» Request
Exclude the pictures; give every entry again exactly as written.

» Working data
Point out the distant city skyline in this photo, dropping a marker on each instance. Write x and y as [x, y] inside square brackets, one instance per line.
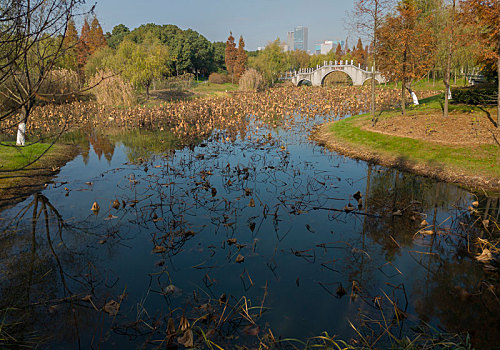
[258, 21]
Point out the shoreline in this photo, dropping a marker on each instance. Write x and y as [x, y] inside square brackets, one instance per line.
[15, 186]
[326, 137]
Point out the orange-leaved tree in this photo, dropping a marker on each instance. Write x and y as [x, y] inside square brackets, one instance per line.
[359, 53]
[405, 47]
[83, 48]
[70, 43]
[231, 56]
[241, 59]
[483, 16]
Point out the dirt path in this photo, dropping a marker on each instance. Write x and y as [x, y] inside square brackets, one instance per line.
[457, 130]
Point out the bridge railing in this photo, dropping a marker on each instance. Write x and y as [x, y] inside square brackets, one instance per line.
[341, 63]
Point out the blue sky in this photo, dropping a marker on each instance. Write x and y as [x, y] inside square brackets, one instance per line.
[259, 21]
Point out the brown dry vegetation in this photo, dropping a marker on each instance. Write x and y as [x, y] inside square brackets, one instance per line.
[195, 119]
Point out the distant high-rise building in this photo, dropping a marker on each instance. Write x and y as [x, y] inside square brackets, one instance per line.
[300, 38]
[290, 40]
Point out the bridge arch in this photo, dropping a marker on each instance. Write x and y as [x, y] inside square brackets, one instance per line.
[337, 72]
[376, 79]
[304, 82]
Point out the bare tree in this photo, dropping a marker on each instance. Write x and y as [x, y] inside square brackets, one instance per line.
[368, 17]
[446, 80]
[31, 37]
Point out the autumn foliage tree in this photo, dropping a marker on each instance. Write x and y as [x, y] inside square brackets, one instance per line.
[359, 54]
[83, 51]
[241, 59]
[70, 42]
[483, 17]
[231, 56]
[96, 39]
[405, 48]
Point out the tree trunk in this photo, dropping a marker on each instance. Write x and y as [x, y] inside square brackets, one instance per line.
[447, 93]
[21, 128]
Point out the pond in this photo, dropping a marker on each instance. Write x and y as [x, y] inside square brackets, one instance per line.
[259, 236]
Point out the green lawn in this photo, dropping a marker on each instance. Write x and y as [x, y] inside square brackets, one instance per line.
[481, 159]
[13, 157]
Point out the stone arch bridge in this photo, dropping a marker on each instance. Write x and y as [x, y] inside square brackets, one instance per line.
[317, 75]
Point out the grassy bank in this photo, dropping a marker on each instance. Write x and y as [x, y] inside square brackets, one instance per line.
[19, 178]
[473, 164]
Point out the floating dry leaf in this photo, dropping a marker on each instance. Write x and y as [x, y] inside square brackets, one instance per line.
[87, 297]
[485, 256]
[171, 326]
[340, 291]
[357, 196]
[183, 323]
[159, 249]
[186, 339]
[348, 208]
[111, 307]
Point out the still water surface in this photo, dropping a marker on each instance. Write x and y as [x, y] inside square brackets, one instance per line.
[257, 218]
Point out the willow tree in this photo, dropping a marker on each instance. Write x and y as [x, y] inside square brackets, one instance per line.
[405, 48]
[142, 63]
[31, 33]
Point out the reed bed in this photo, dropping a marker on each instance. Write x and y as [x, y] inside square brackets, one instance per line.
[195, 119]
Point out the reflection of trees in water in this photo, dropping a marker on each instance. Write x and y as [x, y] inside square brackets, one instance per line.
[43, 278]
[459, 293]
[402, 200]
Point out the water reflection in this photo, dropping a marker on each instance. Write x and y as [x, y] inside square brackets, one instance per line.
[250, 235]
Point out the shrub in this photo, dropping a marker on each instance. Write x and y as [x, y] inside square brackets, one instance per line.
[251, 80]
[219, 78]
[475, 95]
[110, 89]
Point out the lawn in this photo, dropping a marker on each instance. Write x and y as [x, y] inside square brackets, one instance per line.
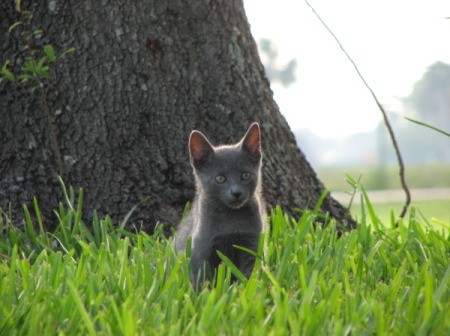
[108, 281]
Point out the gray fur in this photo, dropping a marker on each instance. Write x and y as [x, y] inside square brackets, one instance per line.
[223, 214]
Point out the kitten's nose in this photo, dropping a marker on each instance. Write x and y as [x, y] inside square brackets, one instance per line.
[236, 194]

» Task answer
Point out the distant city skyline in this photo, dropping a marker on each instance. Write x and y as [x, y] inside square brackets, one instance per line.
[258, 21]
Point out the shoreline in this photo, dropping a marker on each instance. Write x and y as [x, y] inside square brackets, one instance per line.
[15, 186]
[326, 137]
Point out the orange-leaved tree in this photo, dropping a marker on each instance. Write x and y as [x, y] inside square brackets, one instance per line.
[359, 53]
[405, 47]
[83, 48]
[70, 43]
[231, 56]
[241, 59]
[483, 16]
Point out the dirt path in this photo, dropping a marker on each instance. Write x and y as [x, y] inside square brackets, one instance per line.
[457, 130]
Point out the bridge railing in this photo, dropping a marker on each instance. Write x and y as [x, y] inside square brackets, one instance per line.
[341, 63]
Point out the blue sky in this photo, dropping a marker on each instance. Write x and y as [x, y] inside square brackets, one instance per line.
[259, 21]
Point out the brown dry vegetation in this photo, dropping a marker on each instance. Write x and y as [x, y] inside square brackets, one instance per line.
[195, 119]
Point out the distant high-rise building in this photo, dropping a marker on each instance. Write x and y as [x, y] inside square brackets, one instance per line.
[300, 38]
[290, 40]
Point out the bridge arch in this photo, dropping a marker on each instance. Write x and y as [x, y] inside square brackets, one instance per line.
[337, 72]
[376, 79]
[304, 82]
Point out the bare tree in this photo, dropping a marker on each instance. Write x and y as [x, y] inside square brackets, one instance per line.
[368, 17]
[446, 80]
[31, 37]
Point out the autumn foliage tree in this photo, dropping a marker on each instance. Write x and y as [x, y] inside square brackets, one instance per line.
[359, 54]
[83, 51]
[241, 59]
[70, 42]
[483, 17]
[231, 56]
[96, 39]
[405, 48]
Point out the tree trunk in this photo, dropping a marker on each instance. Write x and y as [x, y] inside square brackets, one instance per line.
[447, 93]
[21, 128]
Point out the pond in this photo, dropping a marker on each instance. Write x and y as [x, y] inside square brackets, one instance per line.
[259, 236]
Point out the green lawn in this photo, dropping a marker on each instance. Write x and y as [x, y] inside square brackets, one instance per line.
[481, 159]
[13, 157]
Point out the stone arch bridge in this photo, dropping a marker on each instance. Write x and y as [x, y] inside square brackets, one instance per line.
[317, 75]
Point out the grassy bank in this photo, dropping a marker on each instance. Write x and y as [x, y] inside square brackets, one instance per line.
[19, 178]
[473, 164]
Point out the floating dry leaf in this photo, dropping a marker on each instance. Write x and y as [x, y] inside square brackets, one instance per line.
[87, 297]
[485, 256]
[171, 326]
[340, 291]
[357, 196]
[183, 323]
[159, 249]
[186, 339]
[348, 208]
[111, 307]
Point out the still water surface in this photo, dropping a marker on each instance. Write x and y as [x, y] inside square brackets, one instance per line.
[257, 218]
Point out the willow tree in this photo, dropping a marker on each instance. Write x and y as [x, y] inside square brackets, one instance per line.
[405, 48]
[142, 63]
[31, 33]
Point out the reed bed in this photo, dropping a marker on each instance. Write x and y as [x, y] inside square brackets, one instance per line.
[195, 119]
Point out the reflection of trees in water in this photo, dropping a marker on each instance. Write x and y as [x, y] inside square brackets, one instance per line.
[43, 278]
[459, 293]
[402, 200]
Point out the water reflection in this photo, dropping a marker on each instance. Write x and y as [x, y] inside square brackets, one instance per line.
[250, 235]
Point out the shrub in this photo, dropping a marker on each instance. Write x and y as [x, y] inside square brackets, one instance per line.
[251, 80]
[219, 78]
[475, 95]
[110, 89]
Point out the lawn in this photo, dropping a marker on each instance. Write x and y as [x, y] inside square brackets, one instance per line.
[108, 281]
Point out the gray fur in this photo, dropping a marker on each instance. Write x and y as [x, y] inside square brackets, one instance per line.
[223, 214]
Point out the kitten's nose in this photo, dropping a marker on each instance. Write x and y as [x, y] inside square brackets, one instance per line.
[236, 194]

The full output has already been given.